::: Extracted data

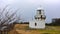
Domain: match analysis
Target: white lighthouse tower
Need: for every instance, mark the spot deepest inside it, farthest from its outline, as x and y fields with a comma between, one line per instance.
x=39, y=19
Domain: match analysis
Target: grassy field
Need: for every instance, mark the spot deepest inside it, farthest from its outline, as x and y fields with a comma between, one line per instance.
x=24, y=29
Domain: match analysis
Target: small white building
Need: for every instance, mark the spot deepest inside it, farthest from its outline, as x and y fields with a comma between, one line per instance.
x=39, y=19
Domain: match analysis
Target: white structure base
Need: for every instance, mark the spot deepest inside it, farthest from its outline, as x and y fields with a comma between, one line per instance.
x=39, y=24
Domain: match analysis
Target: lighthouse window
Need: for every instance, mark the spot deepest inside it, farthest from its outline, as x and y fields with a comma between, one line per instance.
x=39, y=11
x=35, y=24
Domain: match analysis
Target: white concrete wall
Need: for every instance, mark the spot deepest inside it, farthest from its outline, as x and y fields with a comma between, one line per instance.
x=40, y=24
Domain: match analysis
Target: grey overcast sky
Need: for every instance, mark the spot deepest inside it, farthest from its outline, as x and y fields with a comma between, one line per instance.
x=28, y=8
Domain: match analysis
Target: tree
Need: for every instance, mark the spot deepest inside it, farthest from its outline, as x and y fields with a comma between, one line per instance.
x=7, y=18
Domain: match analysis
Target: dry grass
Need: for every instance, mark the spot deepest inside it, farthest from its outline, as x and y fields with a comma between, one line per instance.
x=24, y=29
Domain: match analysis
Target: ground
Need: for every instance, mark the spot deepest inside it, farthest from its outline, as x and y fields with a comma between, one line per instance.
x=24, y=29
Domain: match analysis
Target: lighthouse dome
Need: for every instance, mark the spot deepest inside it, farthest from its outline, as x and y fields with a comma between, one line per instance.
x=40, y=8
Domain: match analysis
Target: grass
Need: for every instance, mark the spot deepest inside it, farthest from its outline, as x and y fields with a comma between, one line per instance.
x=24, y=29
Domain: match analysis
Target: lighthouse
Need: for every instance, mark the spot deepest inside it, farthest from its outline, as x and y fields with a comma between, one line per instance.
x=39, y=19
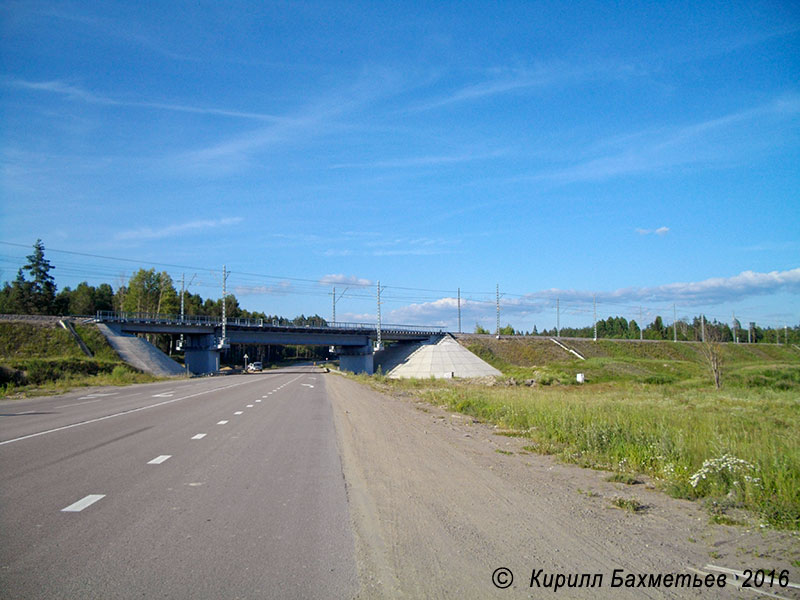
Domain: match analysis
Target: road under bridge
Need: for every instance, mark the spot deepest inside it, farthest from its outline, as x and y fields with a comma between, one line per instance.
x=203, y=338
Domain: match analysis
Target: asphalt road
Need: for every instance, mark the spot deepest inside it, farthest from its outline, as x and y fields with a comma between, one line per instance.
x=227, y=487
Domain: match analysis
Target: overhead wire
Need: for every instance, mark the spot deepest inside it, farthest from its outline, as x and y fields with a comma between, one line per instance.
x=270, y=284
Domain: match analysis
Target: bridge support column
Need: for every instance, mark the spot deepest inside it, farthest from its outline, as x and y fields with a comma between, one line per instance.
x=356, y=359
x=200, y=354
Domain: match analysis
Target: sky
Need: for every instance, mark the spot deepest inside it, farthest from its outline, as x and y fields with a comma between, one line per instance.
x=644, y=155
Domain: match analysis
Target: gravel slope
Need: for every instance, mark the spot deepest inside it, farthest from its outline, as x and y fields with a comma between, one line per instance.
x=436, y=509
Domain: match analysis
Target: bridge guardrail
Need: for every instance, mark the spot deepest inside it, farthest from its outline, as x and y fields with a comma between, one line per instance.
x=210, y=321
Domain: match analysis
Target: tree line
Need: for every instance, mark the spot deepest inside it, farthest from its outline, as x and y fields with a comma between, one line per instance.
x=683, y=331
x=34, y=292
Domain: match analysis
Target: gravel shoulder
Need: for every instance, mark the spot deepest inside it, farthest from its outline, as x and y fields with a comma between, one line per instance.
x=439, y=501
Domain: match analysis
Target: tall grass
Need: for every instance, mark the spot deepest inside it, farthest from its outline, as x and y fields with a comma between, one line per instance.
x=740, y=445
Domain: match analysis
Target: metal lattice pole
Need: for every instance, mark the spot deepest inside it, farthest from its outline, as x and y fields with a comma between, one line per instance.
x=183, y=293
x=224, y=295
x=674, y=324
x=497, y=333
x=558, y=317
x=641, y=319
x=379, y=314
x=459, y=310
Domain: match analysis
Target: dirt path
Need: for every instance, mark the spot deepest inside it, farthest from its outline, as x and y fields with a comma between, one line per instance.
x=437, y=508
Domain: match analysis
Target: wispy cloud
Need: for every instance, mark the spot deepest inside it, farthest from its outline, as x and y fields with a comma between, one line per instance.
x=502, y=81
x=703, y=143
x=282, y=288
x=706, y=293
x=420, y=161
x=717, y=290
x=318, y=119
x=74, y=92
x=147, y=233
x=661, y=231
x=344, y=280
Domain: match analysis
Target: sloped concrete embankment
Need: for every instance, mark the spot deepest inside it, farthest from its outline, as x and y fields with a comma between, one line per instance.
x=141, y=354
x=441, y=358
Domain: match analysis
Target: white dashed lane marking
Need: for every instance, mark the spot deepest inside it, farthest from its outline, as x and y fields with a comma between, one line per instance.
x=83, y=503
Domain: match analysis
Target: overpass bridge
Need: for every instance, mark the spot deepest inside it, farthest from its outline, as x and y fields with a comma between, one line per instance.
x=203, y=337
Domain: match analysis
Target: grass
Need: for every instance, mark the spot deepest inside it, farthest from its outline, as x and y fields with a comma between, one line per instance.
x=668, y=434
x=648, y=409
x=632, y=505
x=40, y=359
x=625, y=478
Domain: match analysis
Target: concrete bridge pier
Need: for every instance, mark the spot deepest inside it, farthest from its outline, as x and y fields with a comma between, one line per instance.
x=356, y=359
x=201, y=354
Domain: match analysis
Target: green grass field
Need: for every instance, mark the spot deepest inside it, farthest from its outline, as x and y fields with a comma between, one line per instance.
x=44, y=359
x=650, y=409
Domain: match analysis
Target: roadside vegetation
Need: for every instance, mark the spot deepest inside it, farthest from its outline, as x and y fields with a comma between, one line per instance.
x=649, y=409
x=38, y=359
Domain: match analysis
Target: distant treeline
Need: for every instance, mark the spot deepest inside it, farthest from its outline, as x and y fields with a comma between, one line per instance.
x=621, y=329
x=34, y=292
x=147, y=291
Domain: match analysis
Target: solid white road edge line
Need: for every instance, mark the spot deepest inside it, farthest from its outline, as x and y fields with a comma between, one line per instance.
x=124, y=412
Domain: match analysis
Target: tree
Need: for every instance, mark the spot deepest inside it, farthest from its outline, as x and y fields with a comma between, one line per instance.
x=32, y=297
x=711, y=350
x=480, y=330
x=104, y=297
x=150, y=292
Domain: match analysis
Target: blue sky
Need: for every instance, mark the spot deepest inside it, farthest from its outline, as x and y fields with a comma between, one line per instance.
x=644, y=152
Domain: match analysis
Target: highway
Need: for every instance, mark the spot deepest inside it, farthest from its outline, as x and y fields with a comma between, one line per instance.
x=224, y=487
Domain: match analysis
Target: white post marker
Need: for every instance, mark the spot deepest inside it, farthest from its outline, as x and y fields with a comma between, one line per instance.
x=83, y=503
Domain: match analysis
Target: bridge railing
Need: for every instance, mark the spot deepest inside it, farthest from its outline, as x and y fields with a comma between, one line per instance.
x=212, y=321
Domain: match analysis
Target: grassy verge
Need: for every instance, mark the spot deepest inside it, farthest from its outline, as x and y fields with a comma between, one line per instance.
x=38, y=376
x=45, y=359
x=737, y=448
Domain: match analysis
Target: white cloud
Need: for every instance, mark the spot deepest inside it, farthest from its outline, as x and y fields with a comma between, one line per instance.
x=706, y=143
x=280, y=289
x=146, y=233
x=74, y=92
x=707, y=293
x=344, y=280
x=661, y=231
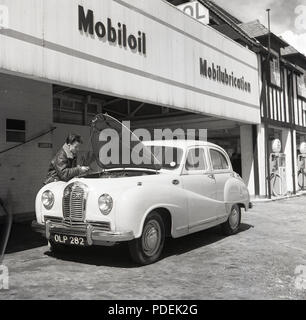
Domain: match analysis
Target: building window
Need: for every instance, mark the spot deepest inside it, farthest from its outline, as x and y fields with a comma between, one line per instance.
x=275, y=72
x=302, y=85
x=15, y=130
x=71, y=111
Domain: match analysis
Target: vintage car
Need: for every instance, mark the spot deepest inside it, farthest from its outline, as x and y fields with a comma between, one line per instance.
x=142, y=204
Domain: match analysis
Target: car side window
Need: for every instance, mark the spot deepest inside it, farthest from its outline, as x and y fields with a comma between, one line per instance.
x=196, y=160
x=218, y=160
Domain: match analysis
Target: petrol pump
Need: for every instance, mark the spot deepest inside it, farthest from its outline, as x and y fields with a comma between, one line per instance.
x=301, y=161
x=278, y=169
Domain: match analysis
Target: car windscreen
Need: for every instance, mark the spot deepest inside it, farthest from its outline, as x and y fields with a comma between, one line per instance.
x=169, y=158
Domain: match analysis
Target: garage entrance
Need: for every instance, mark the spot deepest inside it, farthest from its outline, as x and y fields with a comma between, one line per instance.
x=73, y=109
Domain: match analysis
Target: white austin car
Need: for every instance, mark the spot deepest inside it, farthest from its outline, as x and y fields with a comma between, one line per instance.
x=143, y=204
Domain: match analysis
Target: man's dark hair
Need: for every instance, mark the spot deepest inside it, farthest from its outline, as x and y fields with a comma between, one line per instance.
x=72, y=138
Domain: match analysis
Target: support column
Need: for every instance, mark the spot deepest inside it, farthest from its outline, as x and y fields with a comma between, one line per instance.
x=287, y=149
x=261, y=160
x=247, y=157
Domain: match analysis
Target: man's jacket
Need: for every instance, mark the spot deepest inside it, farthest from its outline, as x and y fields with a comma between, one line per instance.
x=63, y=166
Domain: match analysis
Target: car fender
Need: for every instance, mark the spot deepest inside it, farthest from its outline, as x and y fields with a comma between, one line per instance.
x=236, y=192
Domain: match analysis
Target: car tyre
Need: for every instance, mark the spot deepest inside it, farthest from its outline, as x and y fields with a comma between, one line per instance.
x=232, y=225
x=148, y=248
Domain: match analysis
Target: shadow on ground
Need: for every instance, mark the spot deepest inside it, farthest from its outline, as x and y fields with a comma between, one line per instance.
x=118, y=256
x=22, y=238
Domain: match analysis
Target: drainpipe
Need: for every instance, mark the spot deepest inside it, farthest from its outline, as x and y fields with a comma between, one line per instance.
x=292, y=123
x=267, y=96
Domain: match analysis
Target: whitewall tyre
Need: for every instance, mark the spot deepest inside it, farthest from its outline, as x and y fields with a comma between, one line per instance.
x=148, y=248
x=232, y=225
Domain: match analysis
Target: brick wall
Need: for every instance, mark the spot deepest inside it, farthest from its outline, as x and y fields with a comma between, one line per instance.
x=23, y=169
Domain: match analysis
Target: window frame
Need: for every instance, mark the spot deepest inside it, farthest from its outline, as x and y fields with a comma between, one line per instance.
x=229, y=169
x=24, y=131
x=196, y=172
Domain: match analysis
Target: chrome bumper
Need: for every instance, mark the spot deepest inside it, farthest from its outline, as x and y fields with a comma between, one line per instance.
x=93, y=235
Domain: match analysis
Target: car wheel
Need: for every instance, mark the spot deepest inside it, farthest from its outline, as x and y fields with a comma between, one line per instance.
x=147, y=249
x=231, y=226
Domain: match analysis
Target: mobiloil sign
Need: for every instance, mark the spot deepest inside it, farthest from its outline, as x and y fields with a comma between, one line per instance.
x=114, y=34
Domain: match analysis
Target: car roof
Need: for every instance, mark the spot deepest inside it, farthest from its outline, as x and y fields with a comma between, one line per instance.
x=180, y=143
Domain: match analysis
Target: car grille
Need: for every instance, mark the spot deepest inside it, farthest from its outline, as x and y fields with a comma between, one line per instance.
x=74, y=202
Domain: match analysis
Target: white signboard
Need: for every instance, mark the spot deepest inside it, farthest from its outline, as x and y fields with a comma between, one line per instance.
x=146, y=51
x=196, y=10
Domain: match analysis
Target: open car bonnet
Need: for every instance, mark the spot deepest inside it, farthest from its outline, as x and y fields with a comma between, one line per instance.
x=114, y=145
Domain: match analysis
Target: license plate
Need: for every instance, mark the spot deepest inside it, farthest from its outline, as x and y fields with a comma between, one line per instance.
x=69, y=240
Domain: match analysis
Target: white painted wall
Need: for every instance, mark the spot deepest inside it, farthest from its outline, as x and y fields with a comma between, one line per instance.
x=54, y=50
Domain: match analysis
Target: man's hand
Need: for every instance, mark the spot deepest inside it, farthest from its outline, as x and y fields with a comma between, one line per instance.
x=84, y=169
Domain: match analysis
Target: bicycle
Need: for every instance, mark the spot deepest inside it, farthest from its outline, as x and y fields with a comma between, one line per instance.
x=275, y=181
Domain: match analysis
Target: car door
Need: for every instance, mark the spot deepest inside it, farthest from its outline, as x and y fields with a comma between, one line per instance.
x=200, y=187
x=221, y=170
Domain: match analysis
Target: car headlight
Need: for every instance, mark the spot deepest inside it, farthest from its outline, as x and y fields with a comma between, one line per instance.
x=105, y=204
x=47, y=199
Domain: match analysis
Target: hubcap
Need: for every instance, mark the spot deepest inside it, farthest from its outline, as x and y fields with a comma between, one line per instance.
x=234, y=219
x=151, y=238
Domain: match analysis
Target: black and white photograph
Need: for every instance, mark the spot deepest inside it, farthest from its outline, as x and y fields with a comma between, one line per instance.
x=152, y=150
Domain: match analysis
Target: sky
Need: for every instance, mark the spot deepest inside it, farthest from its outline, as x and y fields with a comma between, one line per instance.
x=288, y=17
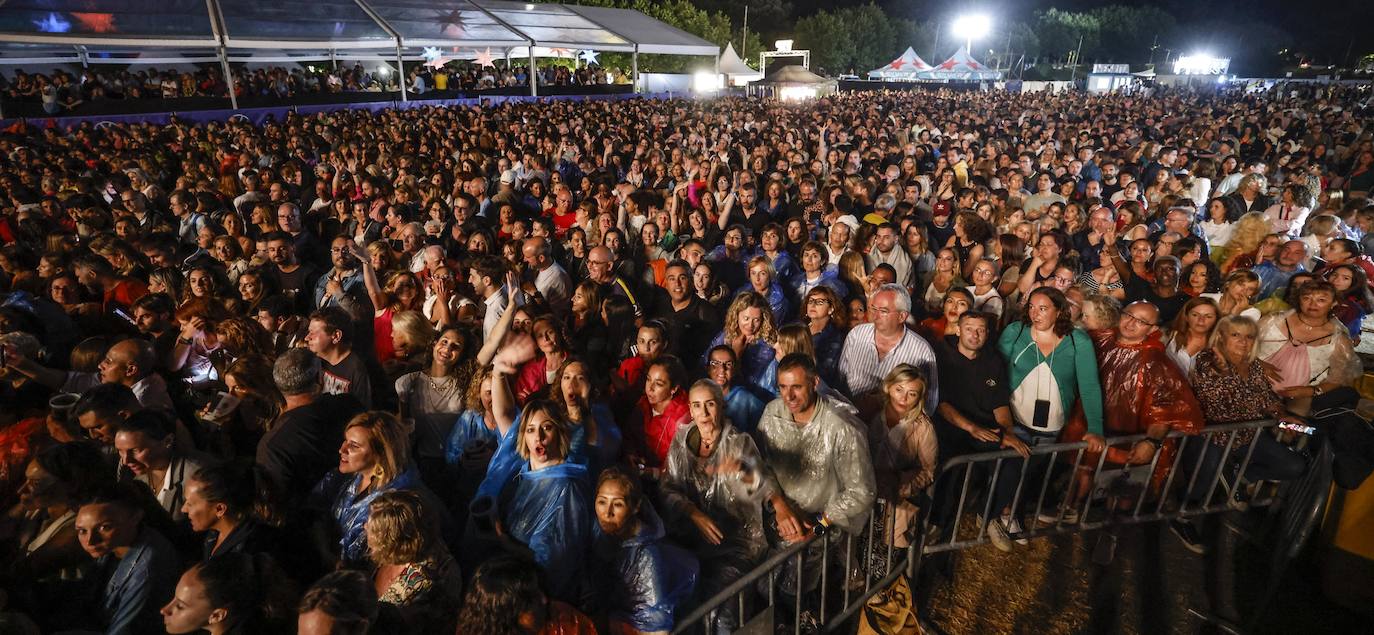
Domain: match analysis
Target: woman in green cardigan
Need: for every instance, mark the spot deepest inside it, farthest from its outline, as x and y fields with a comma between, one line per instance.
x=1051, y=366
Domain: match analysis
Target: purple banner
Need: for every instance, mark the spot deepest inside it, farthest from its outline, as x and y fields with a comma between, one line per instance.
x=258, y=116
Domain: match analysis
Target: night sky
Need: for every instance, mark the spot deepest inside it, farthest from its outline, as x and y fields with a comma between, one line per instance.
x=1323, y=28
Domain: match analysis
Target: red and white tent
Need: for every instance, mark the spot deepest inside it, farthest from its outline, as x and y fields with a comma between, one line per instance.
x=961, y=66
x=908, y=66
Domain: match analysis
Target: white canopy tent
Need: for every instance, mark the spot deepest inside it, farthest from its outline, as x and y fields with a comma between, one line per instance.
x=734, y=68
x=168, y=32
x=961, y=66
x=907, y=66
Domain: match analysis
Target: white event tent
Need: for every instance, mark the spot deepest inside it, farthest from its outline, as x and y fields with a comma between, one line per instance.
x=169, y=32
x=906, y=68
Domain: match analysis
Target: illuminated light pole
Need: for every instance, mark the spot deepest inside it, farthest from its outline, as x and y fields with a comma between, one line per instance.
x=970, y=28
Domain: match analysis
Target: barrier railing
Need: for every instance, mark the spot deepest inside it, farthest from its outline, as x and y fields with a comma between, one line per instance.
x=1091, y=495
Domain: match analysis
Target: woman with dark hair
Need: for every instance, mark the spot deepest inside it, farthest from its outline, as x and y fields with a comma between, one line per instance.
x=1051, y=367
x=506, y=599
x=749, y=330
x=1191, y=331
x=958, y=301
x=231, y=505
x=43, y=524
x=1354, y=298
x=238, y=594
x=658, y=414
x=642, y=576
x=554, y=348
x=595, y=436
x=827, y=318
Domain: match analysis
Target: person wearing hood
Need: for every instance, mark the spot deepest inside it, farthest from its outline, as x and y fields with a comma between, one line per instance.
x=643, y=576
x=1143, y=391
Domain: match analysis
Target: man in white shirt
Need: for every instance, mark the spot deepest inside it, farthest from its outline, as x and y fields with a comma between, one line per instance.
x=550, y=278
x=873, y=349
x=488, y=281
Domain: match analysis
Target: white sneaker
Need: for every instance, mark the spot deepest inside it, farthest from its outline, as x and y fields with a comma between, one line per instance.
x=1013, y=527
x=998, y=535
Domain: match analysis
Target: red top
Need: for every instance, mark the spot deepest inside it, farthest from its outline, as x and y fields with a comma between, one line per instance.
x=658, y=430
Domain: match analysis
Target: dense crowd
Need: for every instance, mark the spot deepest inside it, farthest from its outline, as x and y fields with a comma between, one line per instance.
x=546, y=367
x=62, y=91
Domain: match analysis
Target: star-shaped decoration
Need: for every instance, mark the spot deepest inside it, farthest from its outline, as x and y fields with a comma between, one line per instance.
x=452, y=24
x=96, y=22
x=484, y=58
x=52, y=24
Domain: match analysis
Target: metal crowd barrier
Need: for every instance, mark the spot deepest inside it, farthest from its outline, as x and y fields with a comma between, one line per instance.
x=768, y=597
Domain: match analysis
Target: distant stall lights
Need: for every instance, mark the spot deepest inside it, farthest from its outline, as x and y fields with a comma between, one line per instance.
x=706, y=81
x=1201, y=65
x=796, y=94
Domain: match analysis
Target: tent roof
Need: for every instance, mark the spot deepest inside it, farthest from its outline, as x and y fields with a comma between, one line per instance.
x=962, y=66
x=906, y=63
x=331, y=25
x=733, y=65
x=794, y=74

::::::

Given instruction ->
Count the lines above that contain the word "concrete" and give only that number.

Expected answer ->
3